## Estratto del testo
Quali sono le prospettive della cura?
Dopo aver trattato i più gravi – quelli con fibrosi F3 e F4 come previsto dall'Aifa - credo che non si possa rifiutare alle altre persone un trattamento risolutivo del loro problema. Noi oggi ci troviamo in difficoltà perché i pazienti ci dicono: “Io vado in India o Egitto”, dove è possibile acquistare farmaci anti Hcv generici a prezzi davvero competitivi.
Come vi comportate quando le persone dicono di volersi curare con farmaci generici?
Ci troviamo in difficoltà: la prescrizione di questi farmaci è vietata perché non essendo testati secondo le norme vigenti in Europa non sono inseriti nel prontuario nazionale, e d’altro canto è capitato che il paziente abbia dichiarato di assumere già i farmaci di propria iniziativa. In questi casi informiamo il paziente dei rischi a cui si espone, che includono l’inefficacia del prodotto e il rischio effetti collaterali eventualmente anche severe, ma non possiamo rifiutarci di assistere queste persone. Comprensibilmente i pazienti cercano la cura, ma la sicurezza e tollerabilità dei trattamenti è ancor più importante considerato che si tratta di soggetti con fibrosi epatica meno avanzata. I farmaci acquistati in Egitto presentano confezioni con scritte incomprensibili esclusivamente in arabo e anche laddove il prodotto è descritto in inglese bisogna temere che le pillole non contengano il principio attivo nella qualità necessaria o alle concentrazioni sufficienti.
Ci sono stati casi di effetti collaterali tra le persone che prendono i generici di Egitto o India?

## Istruzioni
A – Riduci a un elenco puntato il paragrafo dell'estratto che comincia con "Ci troviamo in difficoltà: la prescrizione", mantenendone i fatti principali.
B – Rispondi in breve a queste domande sull'estratto, una per riga:
(i) Quali gradi di fibrosi previsti dall'Aifa avevano i pazienti più gravi già trattati?
(ii) In quali paesi i pazienti dicono di voler andare a comprare i farmaci?
(iii) In quale lingua sono le scritte sulle confezioni acquistate in Egitto?
C – Riscrivi tutto il passo dell'estratto che va da "Dopo aver trattato" fino a "con farmaci generici?", cambiando "generici" in "equivalenti".

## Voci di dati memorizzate
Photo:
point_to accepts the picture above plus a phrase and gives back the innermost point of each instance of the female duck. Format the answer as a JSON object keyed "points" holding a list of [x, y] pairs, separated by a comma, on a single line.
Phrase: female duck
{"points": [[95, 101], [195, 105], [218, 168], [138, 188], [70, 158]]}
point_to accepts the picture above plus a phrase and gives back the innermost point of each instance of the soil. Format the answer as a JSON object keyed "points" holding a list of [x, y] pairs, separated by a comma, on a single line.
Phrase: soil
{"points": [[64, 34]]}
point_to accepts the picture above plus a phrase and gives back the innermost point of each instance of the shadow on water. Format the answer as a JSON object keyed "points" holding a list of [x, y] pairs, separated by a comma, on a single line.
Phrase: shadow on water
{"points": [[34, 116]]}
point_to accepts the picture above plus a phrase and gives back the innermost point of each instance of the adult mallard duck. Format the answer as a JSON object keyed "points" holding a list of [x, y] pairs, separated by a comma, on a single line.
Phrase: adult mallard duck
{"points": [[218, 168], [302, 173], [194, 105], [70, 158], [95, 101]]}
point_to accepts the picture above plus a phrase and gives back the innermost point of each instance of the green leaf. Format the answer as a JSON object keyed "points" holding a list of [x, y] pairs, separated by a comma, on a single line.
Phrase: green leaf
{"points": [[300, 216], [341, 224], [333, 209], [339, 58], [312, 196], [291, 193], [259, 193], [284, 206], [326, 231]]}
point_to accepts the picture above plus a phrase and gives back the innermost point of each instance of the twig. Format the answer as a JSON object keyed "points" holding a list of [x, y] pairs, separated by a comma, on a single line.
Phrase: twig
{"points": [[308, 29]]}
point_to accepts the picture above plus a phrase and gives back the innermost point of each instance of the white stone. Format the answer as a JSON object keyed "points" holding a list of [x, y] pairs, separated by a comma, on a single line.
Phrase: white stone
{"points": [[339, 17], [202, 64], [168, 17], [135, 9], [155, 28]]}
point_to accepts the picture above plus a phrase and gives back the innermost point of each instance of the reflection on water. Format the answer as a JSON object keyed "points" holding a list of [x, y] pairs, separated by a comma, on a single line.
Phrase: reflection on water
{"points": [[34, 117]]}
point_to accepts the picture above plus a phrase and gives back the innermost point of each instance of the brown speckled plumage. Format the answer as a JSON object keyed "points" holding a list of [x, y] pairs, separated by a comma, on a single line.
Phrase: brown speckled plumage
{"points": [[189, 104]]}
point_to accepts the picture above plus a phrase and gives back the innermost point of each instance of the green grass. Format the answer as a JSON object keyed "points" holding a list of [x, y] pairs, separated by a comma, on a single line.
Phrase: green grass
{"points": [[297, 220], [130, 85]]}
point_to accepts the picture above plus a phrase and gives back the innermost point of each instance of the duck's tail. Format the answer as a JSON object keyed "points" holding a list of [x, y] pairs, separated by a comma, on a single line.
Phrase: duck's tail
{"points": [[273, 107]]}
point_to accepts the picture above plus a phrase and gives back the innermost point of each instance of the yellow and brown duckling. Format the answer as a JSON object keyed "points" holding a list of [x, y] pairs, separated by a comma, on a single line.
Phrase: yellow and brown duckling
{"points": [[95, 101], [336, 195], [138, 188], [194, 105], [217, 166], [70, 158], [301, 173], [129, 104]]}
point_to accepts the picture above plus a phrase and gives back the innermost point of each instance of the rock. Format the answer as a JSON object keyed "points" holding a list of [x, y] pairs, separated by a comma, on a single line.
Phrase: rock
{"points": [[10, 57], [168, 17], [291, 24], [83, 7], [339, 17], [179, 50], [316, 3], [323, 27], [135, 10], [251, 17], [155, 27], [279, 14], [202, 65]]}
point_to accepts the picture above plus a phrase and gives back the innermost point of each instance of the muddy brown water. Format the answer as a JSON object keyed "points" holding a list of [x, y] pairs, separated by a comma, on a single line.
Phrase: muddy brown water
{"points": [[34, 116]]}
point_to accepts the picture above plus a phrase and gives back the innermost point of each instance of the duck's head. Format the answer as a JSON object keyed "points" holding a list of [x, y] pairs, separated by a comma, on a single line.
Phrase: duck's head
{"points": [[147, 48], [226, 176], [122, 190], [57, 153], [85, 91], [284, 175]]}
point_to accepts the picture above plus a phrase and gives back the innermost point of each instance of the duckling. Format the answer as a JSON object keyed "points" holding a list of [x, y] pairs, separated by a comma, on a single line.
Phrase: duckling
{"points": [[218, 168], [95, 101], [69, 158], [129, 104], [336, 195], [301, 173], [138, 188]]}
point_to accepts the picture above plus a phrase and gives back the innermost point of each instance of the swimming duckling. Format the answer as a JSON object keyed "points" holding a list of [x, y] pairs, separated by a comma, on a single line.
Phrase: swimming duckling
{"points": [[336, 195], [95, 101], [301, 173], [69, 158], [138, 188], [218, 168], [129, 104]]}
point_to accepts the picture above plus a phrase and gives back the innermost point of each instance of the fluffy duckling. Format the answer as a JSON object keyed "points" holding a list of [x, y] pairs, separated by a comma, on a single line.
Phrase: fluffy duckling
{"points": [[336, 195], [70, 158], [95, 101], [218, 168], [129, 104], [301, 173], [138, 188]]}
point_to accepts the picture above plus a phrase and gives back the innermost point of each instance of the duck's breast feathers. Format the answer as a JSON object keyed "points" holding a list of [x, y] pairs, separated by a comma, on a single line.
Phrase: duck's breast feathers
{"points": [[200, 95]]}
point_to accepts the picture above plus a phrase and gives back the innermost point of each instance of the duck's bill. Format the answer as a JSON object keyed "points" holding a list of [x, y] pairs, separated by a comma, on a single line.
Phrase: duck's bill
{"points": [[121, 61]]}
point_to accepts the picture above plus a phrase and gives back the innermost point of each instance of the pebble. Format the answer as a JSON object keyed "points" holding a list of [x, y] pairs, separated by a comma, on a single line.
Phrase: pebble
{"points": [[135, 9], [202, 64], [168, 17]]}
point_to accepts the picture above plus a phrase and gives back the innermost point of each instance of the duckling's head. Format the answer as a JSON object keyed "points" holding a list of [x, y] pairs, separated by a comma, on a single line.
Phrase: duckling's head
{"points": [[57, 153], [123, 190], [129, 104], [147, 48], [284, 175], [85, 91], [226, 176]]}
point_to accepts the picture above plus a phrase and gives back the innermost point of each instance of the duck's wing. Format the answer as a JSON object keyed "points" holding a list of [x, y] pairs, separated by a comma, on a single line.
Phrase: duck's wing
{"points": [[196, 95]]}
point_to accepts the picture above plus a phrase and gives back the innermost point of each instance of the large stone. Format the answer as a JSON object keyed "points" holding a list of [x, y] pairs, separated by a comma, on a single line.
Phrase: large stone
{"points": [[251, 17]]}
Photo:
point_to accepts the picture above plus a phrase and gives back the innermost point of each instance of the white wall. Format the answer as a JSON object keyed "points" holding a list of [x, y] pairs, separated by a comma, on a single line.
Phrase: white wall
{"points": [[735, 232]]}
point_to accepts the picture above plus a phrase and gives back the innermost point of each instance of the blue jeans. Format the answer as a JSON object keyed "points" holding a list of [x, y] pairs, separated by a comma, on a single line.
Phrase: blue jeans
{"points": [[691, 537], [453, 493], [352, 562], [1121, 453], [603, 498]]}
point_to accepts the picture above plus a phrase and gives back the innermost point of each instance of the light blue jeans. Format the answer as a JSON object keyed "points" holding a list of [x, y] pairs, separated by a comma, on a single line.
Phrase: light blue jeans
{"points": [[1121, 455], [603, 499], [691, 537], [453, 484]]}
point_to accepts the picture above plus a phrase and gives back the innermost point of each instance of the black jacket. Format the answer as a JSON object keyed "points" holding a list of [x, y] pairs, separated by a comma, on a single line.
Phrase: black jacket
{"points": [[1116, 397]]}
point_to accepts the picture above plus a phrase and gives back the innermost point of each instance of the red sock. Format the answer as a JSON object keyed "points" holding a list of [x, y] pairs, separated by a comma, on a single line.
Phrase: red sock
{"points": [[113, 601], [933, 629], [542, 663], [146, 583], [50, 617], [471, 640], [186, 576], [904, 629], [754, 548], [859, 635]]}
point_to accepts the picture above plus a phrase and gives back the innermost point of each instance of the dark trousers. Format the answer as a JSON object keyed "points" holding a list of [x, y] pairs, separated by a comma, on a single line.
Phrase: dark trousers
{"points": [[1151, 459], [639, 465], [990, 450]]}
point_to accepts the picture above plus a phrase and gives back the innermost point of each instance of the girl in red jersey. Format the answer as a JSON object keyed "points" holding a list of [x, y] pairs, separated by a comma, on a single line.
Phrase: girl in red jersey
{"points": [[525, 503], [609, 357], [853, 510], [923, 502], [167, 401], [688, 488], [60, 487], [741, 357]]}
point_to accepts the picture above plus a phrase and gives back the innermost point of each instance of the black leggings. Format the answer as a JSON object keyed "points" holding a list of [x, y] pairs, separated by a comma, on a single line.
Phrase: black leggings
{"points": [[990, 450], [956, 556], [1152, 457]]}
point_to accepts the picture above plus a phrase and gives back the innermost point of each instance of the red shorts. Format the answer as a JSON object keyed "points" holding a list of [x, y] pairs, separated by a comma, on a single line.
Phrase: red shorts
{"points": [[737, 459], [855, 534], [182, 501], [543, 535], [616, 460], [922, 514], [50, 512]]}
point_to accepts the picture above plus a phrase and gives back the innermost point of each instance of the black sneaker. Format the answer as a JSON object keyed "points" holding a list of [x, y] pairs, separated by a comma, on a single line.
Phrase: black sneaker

## Risposte in ordine
A –
- La prescrizione dei farmaci generici è vietata: non sono testati secondo le norme vigenti in Europa e quindi non sono inseriti nel prontuario nazionale.
- È capitato che alcuni pazienti dichiarassero di assumerli già di propria iniziativa.
- In questi casi i pazienti vengono informati dei rischi, cioè l'inefficacia del prodotto ed effetti collaterali anche severi, ma non si rifiuta loro l'assistenza.
- La ricerca della cura è comprensibile, ma la sicurezza e la tollerabilità dei trattamenti contano ancora di più, perché si tratta di soggetti con fibrosi epatica meno avanzata.
- Le confezioni acquistate in Egitto hanno scritte solo in arabo. Anche quando il prodotto è descritto in inglese, si teme che le pillole non contengano il principio attivo nella qualità o alla concentrazione necessarie.

B –
(i) F3 e F4.
(ii) In India o in Egitto.
(iii) In arabo.

C –
Dopo aver trattato i più gravi – quelli con fibrosi F3 e F4 come previsto dall'Aifa - credo che non si possa rifiutare alle altre persone un trattamento risolutivo del loro problema. Noi oggi ci troviamo in difficoltà perché i pazienti ci dicono: “Io vado in India o Egitto”, dove è possibile acquistare farmaci anti Hcv equivalenti a prezzi davvero competitivi.
Come vi comportate quando le persone dicono di volersi curare con farmaci equivalenti?